**Work order:** Skip the images; return every entry exactly.

[Source records]
--------------------

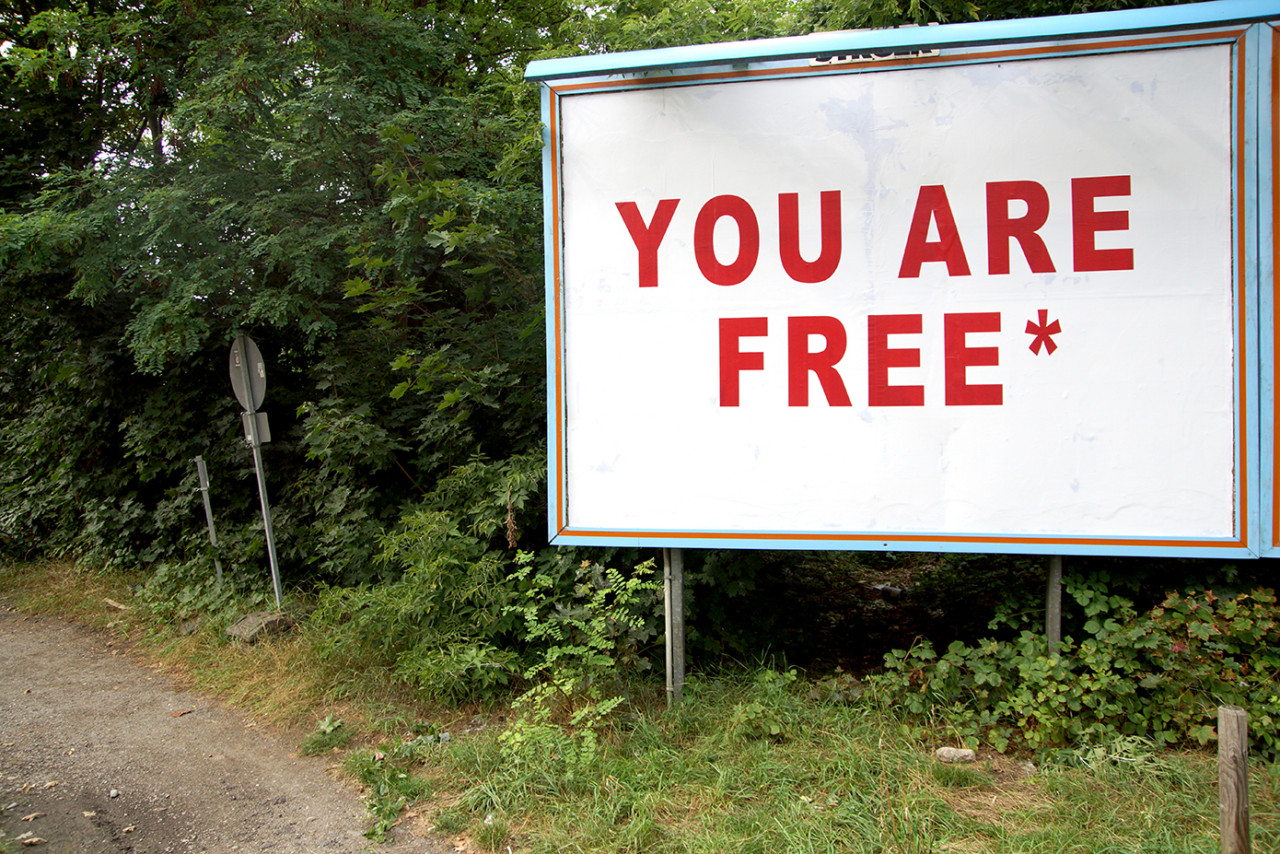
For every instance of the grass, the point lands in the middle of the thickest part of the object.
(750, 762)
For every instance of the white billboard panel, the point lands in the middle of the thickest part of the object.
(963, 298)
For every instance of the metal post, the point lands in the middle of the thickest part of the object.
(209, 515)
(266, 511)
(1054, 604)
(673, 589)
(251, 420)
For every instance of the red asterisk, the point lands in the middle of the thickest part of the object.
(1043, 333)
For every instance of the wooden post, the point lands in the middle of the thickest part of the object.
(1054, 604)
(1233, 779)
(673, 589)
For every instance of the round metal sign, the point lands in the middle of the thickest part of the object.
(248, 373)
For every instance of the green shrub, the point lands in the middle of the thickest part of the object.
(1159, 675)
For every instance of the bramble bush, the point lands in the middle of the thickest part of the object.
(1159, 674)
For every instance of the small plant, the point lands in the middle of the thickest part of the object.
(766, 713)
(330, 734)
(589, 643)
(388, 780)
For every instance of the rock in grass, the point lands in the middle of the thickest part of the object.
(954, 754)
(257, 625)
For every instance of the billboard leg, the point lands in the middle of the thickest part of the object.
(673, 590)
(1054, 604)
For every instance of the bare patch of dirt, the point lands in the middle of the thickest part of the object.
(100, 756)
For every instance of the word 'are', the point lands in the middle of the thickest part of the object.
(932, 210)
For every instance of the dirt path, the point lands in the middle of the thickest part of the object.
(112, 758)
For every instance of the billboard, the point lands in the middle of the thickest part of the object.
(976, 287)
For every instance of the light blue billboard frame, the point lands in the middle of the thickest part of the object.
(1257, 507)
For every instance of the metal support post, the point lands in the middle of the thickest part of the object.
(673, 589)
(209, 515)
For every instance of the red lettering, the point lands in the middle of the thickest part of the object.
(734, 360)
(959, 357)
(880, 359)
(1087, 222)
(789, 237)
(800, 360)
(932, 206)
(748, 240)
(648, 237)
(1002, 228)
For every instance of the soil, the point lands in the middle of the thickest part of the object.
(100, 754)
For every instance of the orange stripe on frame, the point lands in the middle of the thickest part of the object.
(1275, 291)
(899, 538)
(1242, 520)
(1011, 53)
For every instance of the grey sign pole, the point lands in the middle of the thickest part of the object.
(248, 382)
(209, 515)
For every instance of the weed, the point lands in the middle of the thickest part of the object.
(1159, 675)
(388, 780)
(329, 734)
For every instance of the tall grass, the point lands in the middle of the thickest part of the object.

--------------------

**Answer section:**
For every instance of the grass, the point lands in the middle of the thickest part of the object.
(750, 762)
For every instance of the white billboard panel, the point lands in the middle of the thickest part of the object.
(963, 298)
For every instance of the metal post, the point lands in the middle of the thickest part of the object.
(209, 515)
(266, 511)
(1054, 604)
(673, 589)
(251, 420)
For every instance of the red asterisk, the point lands in the middle of the thickest part of the object.
(1043, 333)
For every instance of the wooden post, the point lands in the middle of the thickest part of the object.
(1054, 604)
(1233, 779)
(673, 589)
For every instance of the round metal sign, the point lands in the middle of the thickest part of the object.
(248, 373)
For every instance of the green shrub, the point lands in the middle of the thickest part of the object.
(1159, 675)
For every instance of the bramble bush, the point lands in the middle of the thickest part of the object.
(1159, 674)
For every instance of the small plant, the point lands in the middle of the thickest part of the object.
(766, 713)
(330, 734)
(589, 643)
(388, 780)
For every instance of the rock in grass, the point lands in the middle of the thickest part of the object.
(954, 754)
(257, 625)
For every instance of the billboard leg, the point lands in the middle of the thickest part of the object.
(673, 590)
(1054, 604)
For every instance of the bare patch of dirt, the point lands in the middle of the thickest part of the object.
(100, 756)
For every instance of the word 'are', the point lands in the middle of the thickest part of the object.
(932, 210)
For every instance of the dirt path, the point lands in the middle of the thickest part of the object.
(112, 758)
For every instance of the billboard, the point lands in the middle of the thickest part of the object.
(976, 287)
For every instance of the light blue billboard frame, the point lands in the middle of the thickest part of the object.
(1257, 507)
For every instance of the metal support post, the point lands in the middle of the thickest part of the object.
(673, 589)
(209, 515)
For every instance of the red lettering, the point lands in the middle of the thickest part of the object.
(734, 360)
(959, 357)
(880, 359)
(1087, 222)
(789, 237)
(800, 360)
(932, 206)
(748, 240)
(648, 237)
(1002, 228)
For every instance of the soil, the point lands in the middle of the thickest part of the object.
(100, 754)
For every instance of the orange stripe on frame, the point lands in the middle of the thickest part of the object.
(1275, 291)
(899, 538)
(1242, 520)
(1011, 53)
For every instance of the grey sign pole, the point lands in the middle of the thickest part of the object.
(248, 382)
(209, 515)
For every instance of the weed, the point lands in the middle of the thickest part of the object.
(1159, 675)
(388, 780)
(329, 734)
For every instance of the tall grass, the point lands in the middle of the thickest part of the object.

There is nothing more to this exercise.